### Document segment
* start *
BMO Downgrades Carvana On Q4 Miss, Weak Guidance
Online-only used card dealer Carvana Co (NYSE: CVNA) reported below-consensus fourth-quarter results and guidance after the close Tuesday.
The Analyst
BMO Capital Markets analyst Daniel Salmon downgraded Carvana from Outperform to Market Perform and lowered the price target from $23 to $15.
The Thesis
Carvana — though capable of delivering strong retail unit and revenue growth thanks to its disruptive business model — is likely to have a long, winding road to profitability, Salmon said in a Wednesday note. (See the analyst's track record here.)
BMO is stepping to the sideline due to Carvana's guidance for 2018 unit sales, which was well below BMO's prior estimates, as well as expectations for 2018 EBITDA losses roughly in line with that of 2017, the analyst said.
* end *
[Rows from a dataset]
* start *
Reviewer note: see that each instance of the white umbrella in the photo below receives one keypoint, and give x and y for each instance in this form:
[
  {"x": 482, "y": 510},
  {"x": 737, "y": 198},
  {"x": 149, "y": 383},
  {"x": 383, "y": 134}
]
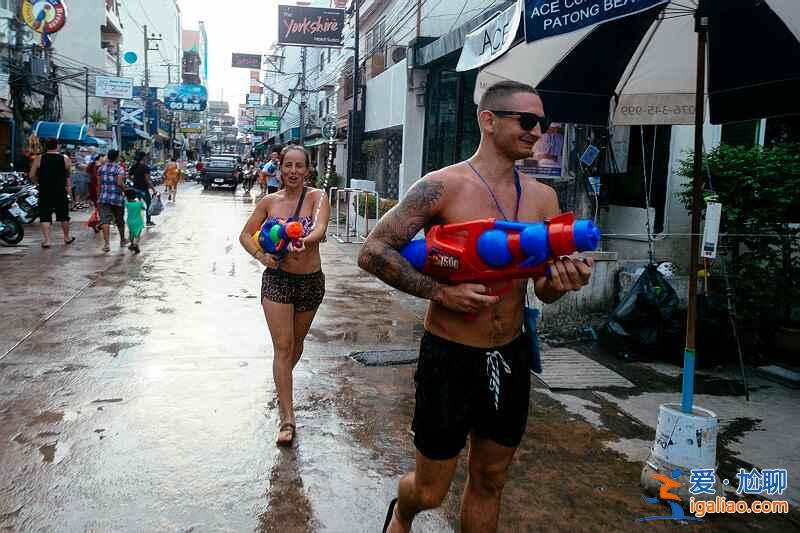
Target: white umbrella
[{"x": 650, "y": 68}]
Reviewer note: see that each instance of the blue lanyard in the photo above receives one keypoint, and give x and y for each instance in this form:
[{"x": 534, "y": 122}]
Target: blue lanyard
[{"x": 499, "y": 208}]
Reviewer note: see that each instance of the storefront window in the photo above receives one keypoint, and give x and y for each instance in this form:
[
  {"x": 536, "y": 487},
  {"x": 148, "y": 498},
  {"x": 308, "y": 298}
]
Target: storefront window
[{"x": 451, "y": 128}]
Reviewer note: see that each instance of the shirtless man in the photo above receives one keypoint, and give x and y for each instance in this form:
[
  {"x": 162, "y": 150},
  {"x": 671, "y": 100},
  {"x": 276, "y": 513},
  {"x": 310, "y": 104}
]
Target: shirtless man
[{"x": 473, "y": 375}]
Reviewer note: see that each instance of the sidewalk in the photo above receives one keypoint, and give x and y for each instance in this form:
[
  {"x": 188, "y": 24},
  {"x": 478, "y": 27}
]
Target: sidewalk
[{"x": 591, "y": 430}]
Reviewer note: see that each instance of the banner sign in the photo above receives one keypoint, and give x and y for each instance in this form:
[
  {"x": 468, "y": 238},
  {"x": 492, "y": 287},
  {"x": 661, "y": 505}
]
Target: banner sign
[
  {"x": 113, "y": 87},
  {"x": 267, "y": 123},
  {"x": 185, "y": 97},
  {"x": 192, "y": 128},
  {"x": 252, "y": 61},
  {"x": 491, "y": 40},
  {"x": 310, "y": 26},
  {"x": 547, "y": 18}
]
* end *
### Jobs
[1] In the article on the Carvana downgrade, what new price target did the BMO analyst set for the stock?
[2] Repeat verbatim the stretch of the rows from the line containing "Reviewer note: see that each instance of the shirtless" through the end of the rows, including both the first and last lines.

### Solutions per task
[1] The analyst lowered the price target from $23 to $15.

[2]
Reviewer note: see that each instance of the shirtless man in the photo above receives one keypoint, and give x and y for each instance in this form:
[
  {"x": 162, "y": 150},
  {"x": 671, "y": 100},
  {"x": 276, "y": 513},
  {"x": 310, "y": 104}
]
Target: shirtless man
[{"x": 473, "y": 375}]
Reviewer note: see that each instance of the sidewalk in the photo above receives one keypoint, and give x and y for each instance in this form:
[
  {"x": 188, "y": 24},
  {"x": 478, "y": 27}
]
Target: sidewalk
[{"x": 591, "y": 430}]
Reviewer note: see that each instance of the banner sign in the photo above receives one keypoint, and give x and y for each instance in this form:
[
  {"x": 468, "y": 238},
  {"x": 492, "y": 287},
  {"x": 661, "y": 505}
]
Target: banner sign
[
  {"x": 113, "y": 87},
  {"x": 267, "y": 123},
  {"x": 185, "y": 97},
  {"x": 192, "y": 128},
  {"x": 252, "y": 61},
  {"x": 491, "y": 40},
  {"x": 310, "y": 26},
  {"x": 547, "y": 18}
]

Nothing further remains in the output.